[Items from a data source]

+===+

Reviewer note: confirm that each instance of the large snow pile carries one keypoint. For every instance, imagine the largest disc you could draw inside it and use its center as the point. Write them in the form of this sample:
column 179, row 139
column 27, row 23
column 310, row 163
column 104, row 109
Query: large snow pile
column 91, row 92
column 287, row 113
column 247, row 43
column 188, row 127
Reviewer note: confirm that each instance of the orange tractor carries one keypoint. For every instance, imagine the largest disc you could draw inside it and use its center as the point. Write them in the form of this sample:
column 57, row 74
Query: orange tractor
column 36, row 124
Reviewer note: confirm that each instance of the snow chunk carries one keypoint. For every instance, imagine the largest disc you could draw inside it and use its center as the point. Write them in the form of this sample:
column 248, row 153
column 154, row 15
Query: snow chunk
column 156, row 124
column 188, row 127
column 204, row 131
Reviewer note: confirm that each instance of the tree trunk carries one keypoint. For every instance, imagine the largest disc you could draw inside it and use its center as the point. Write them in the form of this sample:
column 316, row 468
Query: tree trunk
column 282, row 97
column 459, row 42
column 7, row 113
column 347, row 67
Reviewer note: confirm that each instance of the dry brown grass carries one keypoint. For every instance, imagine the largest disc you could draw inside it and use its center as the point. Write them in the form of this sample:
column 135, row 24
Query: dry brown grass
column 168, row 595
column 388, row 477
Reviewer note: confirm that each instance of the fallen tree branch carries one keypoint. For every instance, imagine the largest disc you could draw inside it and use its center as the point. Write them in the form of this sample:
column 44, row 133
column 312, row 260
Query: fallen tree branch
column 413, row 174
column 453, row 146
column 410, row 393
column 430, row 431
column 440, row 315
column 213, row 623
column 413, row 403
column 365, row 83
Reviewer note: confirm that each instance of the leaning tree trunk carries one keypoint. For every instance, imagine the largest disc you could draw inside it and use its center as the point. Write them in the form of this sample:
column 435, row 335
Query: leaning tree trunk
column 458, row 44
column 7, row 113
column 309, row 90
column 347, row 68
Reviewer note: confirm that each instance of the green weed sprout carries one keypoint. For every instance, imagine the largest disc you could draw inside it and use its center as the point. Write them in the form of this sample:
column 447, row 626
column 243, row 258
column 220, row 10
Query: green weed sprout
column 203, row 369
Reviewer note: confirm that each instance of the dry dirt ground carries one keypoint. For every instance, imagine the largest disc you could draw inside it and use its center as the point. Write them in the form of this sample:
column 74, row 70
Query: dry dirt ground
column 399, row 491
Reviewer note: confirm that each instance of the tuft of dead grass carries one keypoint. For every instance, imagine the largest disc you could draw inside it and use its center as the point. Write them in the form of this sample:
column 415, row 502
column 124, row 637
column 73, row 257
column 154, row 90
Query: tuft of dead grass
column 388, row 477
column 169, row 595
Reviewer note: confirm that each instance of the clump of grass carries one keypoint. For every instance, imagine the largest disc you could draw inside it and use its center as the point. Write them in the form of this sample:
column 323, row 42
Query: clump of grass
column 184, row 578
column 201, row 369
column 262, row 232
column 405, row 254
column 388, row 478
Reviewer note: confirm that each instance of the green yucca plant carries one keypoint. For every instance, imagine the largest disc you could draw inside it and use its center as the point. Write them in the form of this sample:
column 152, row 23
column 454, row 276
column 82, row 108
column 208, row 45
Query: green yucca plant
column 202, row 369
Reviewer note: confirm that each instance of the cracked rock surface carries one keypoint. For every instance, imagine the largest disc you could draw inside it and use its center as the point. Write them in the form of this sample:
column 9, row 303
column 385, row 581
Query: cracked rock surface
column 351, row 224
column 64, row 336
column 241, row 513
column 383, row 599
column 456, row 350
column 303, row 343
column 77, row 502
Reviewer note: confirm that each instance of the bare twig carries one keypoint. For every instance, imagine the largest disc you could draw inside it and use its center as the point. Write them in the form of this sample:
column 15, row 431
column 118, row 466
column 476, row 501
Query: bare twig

+===+

• [REQUIRED WORK]
Give back exactly the lines above starting at the line where "Query: green yucca plant" appears and ending at the line where "column 385, row 581" appears, both included, with no other lines.

• [OUTPUT FOR THIS EXERCISE]
Query: green yucca plant
column 202, row 369
Reviewer note: confirm that each instance of the cracked rock surface carries one keypoint. For every instance, imagine the largest disc you could draw inside it and use its center as the point. Write them in the form of this sample:
column 9, row 303
column 385, row 581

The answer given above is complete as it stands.